Activity list:
(A) In the road trip organizing article, what spot is named as a prime area for extra storage for backseat passengers?
(B) Please reproduce the part of the road trip organizing article that opens with the words containing "With vacation options" and closes with "your car organized!".

Quoted passage:
- - - - -
With vacation options limited by COVID-19 restrictions this year, the AAA already estimates that more families than ever will hit the road this year for a summer break that’s a little closer to home. Road trips are fun (for the most part) but when traveling with your kids in the car, things can get messy! Your road trip will be more enjoyable if you can keep your car organized!
Here are some basics to get you started, that as a professional home organizer I find invaluable when on the road for longer trips.
Having a variety of storage options is a must for a small space such as the family car. Adding bins underneath seats or around the back of head rests will create options for all types of objects. Pick storage options that are not only practical, but that can be removed easily. Any bulky containers or items that can limit seat space should be avoided.
One prime area for extra storage, even in a smaller vehicle, for backseat passengers – probably the kids – is the back of the front seats. Organizers like these can hold all kinds of things and help not only keep your car more organized but also allow kids to get what they need ‘next’ without bugging you too much.
Minimize Unnecessary Items
Just like you would with your closet, switch out items you store in your car with the seasons. For example, keep beach toys in the trunk during the summer, but take them out when the weather turns cold.
Be Prepared for the Unexpected
Be sure to keep emergency items in your vehicle at all times, and make sure these have a designated spot! One of the easiest ways to do this is to make, or purchase a travel first aid kit.
Most people get premade first-aid kits to save time and money compared to buying individual supplies and assembling a kit. Another reason to choose a premade kit is to ensure you don’t overlook any important supplies or tools.
Which kit should you get? Consider the following:
Group size: Kit-makers usually estimate the number of people a kit will serve. Kits for bigger groups simply include more of supplies you use up, like bandages and pain meds. Medical tools like thermometers, tweezers or splints remain fairly constant from kit to kit.
Trip length/distance: Same thing; you’ll usually find an estimated number of days in a kit’s product description.
Trip activity: Kit-makers might, for example, include a fully waterproof pouch that makes a kit suited to paddling. Smaller, lighter kits are appropriate when you’re planning light-and-fast pursuits like trail running. Bigger, more comprehensive kits make sense for activities like car camping.
- - - - -
[Source data]
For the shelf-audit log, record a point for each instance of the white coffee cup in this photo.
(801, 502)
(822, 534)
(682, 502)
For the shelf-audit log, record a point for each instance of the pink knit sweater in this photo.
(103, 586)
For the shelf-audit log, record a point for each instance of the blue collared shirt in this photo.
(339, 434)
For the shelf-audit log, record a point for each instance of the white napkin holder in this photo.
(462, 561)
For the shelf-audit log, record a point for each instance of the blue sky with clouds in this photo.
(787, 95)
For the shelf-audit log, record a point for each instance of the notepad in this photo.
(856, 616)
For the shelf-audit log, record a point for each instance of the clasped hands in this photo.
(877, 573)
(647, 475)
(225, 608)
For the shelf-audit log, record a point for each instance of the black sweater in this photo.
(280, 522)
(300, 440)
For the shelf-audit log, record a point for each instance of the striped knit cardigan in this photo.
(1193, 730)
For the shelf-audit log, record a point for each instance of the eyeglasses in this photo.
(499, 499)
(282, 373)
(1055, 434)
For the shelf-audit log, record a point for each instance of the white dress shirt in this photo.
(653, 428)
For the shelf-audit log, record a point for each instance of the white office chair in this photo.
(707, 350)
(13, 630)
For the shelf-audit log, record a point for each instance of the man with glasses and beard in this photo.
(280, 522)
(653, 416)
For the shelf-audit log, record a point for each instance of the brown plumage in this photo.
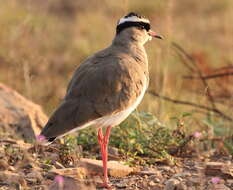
(106, 83)
(106, 87)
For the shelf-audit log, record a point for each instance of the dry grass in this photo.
(43, 42)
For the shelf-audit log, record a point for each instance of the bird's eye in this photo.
(145, 26)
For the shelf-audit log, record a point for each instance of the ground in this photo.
(27, 166)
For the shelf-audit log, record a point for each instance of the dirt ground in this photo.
(26, 166)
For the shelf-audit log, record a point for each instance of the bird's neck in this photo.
(130, 45)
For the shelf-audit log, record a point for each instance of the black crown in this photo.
(134, 14)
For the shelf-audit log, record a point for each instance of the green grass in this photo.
(43, 42)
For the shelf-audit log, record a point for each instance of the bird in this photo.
(106, 87)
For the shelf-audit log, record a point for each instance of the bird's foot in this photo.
(106, 186)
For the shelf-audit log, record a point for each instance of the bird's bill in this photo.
(154, 34)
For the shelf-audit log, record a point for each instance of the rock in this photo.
(34, 175)
(185, 174)
(69, 183)
(174, 184)
(149, 171)
(217, 187)
(115, 169)
(9, 177)
(76, 173)
(224, 170)
(19, 117)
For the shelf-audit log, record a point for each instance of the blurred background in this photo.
(43, 41)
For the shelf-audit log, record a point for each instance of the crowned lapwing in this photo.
(107, 86)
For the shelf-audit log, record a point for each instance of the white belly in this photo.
(117, 118)
(112, 120)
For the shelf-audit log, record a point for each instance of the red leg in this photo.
(103, 142)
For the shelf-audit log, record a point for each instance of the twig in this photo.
(214, 110)
(209, 94)
(209, 76)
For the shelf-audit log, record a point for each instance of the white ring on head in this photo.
(133, 19)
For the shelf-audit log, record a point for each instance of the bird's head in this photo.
(136, 27)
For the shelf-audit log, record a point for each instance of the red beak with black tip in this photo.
(155, 35)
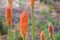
- - - - -
Expected responses:
(A) The back of the front seats.

(B)
With vacation options limited by COVID-19 restrictions this year, the AAA already estimates that more families than ever will hit the road this year for a summer break that’s a little closer to home. Road trips are fun (for the most part) but when traveling with your kids in the car, things can get messy! Your road trip will be more enjoyable if you can keep your car organized!